=== Listed entries ===
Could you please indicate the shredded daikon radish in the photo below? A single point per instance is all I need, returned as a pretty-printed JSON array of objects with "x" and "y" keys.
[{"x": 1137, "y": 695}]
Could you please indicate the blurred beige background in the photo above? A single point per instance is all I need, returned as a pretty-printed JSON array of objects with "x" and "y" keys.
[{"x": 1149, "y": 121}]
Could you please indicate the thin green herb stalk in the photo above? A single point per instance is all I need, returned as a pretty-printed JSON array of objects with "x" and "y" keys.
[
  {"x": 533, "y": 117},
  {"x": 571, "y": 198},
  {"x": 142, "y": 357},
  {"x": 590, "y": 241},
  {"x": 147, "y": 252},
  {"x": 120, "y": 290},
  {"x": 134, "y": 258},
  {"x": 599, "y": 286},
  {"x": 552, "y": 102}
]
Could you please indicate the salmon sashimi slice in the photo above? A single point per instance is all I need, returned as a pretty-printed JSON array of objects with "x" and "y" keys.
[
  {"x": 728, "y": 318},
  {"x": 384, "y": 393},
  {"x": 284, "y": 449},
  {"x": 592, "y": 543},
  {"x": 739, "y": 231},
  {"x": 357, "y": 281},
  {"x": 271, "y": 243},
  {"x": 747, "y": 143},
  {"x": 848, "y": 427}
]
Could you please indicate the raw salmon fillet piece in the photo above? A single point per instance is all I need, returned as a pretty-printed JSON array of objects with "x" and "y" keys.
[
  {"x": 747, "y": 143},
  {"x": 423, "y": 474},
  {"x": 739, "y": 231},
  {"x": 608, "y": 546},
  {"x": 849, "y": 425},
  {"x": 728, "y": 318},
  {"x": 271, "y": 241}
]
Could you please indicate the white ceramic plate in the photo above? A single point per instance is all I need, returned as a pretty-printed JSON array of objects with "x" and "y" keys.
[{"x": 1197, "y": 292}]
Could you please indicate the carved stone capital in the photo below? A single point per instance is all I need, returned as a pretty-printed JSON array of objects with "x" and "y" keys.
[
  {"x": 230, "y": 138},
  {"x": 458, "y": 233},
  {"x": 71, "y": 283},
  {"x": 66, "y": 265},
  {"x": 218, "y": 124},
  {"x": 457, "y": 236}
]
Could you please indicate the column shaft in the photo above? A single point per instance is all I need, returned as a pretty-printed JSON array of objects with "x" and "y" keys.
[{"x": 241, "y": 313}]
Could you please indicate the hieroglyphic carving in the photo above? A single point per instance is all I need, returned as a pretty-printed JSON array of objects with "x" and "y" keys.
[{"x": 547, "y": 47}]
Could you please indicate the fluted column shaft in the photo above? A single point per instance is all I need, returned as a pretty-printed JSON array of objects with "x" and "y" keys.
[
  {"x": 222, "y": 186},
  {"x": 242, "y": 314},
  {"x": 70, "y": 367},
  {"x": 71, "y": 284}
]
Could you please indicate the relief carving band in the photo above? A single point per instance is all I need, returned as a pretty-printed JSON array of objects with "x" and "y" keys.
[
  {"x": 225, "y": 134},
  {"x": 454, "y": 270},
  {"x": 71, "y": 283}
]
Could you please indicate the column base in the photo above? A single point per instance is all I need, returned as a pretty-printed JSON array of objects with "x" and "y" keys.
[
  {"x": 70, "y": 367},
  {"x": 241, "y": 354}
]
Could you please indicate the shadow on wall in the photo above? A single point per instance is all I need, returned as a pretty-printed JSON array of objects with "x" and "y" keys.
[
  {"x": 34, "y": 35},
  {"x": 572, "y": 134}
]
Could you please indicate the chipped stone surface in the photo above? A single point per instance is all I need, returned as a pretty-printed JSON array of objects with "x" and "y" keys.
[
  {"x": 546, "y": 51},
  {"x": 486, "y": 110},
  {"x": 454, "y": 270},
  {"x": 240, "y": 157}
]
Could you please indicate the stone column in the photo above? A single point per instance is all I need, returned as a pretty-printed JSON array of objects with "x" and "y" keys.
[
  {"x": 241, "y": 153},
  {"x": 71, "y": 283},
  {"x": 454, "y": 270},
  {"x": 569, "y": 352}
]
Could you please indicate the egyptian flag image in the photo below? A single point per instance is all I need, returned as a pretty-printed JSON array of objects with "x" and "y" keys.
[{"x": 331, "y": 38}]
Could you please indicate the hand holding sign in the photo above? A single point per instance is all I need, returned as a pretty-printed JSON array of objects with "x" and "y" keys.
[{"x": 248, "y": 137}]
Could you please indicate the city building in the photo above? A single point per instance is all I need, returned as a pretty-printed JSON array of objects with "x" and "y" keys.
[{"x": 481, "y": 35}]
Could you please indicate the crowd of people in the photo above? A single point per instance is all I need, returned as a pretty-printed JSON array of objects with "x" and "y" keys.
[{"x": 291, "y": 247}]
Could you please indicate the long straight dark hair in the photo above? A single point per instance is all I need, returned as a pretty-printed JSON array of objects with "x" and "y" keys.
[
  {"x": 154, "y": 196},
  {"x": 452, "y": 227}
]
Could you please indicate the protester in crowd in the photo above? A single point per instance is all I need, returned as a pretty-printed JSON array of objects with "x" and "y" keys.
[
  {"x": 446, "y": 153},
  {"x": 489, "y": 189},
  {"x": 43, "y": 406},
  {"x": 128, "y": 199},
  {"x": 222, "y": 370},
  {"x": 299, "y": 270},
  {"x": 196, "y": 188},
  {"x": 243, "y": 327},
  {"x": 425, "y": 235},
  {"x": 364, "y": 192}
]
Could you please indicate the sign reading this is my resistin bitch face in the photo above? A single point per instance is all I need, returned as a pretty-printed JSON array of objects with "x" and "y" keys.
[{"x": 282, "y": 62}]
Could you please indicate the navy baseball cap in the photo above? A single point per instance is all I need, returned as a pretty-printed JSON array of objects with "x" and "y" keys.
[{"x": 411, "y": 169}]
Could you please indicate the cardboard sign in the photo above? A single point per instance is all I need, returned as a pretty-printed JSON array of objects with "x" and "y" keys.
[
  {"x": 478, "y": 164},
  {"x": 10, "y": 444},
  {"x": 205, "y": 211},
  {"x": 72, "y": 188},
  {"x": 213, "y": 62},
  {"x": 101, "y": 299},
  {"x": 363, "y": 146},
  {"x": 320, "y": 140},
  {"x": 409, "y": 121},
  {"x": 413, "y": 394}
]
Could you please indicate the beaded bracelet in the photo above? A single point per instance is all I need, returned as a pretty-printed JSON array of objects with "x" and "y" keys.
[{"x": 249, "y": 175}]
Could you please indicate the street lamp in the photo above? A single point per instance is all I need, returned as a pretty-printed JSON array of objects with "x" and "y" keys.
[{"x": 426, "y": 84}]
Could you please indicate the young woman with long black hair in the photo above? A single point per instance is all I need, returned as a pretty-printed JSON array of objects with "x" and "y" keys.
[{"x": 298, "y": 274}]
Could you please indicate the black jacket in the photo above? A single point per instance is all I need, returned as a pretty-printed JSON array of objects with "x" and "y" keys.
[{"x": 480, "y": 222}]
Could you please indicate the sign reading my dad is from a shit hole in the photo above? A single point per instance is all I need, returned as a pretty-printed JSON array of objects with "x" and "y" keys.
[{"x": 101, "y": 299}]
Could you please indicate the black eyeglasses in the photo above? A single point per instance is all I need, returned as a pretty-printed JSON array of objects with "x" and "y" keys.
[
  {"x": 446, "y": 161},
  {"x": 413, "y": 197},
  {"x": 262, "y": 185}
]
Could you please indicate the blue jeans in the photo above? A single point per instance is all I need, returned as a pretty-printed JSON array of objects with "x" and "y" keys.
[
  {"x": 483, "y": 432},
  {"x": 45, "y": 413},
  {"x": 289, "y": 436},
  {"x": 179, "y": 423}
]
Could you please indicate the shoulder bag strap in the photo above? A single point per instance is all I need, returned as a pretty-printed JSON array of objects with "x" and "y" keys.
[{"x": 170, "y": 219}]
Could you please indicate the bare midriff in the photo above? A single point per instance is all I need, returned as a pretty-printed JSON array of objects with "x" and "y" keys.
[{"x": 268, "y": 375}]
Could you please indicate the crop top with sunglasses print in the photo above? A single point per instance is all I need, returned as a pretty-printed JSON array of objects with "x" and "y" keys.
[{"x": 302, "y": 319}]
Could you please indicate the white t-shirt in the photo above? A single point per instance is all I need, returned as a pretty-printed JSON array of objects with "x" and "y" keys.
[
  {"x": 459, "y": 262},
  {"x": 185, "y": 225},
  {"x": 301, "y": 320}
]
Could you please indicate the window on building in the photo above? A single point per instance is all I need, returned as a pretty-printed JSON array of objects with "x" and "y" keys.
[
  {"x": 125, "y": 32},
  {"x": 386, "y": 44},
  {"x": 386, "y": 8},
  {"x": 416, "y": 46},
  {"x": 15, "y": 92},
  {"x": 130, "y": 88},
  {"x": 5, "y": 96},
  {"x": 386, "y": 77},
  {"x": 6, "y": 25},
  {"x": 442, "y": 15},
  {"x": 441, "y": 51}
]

=== Task objective ===
Using the entries above, copy exactly the lines from the one containing "Could you please indicate the window" through the last, both included.

=== Solved problem ===
Could you please indicate the window on building in the photo above? A single point per instance is all I need, returned as a pretty-printed JSON array of objects with "x" and "y" keys.
[
  {"x": 125, "y": 32},
  {"x": 386, "y": 44},
  {"x": 386, "y": 8},
  {"x": 416, "y": 46},
  {"x": 15, "y": 92},
  {"x": 130, "y": 88},
  {"x": 5, "y": 96},
  {"x": 386, "y": 77},
  {"x": 6, "y": 25},
  {"x": 442, "y": 15},
  {"x": 441, "y": 51}
]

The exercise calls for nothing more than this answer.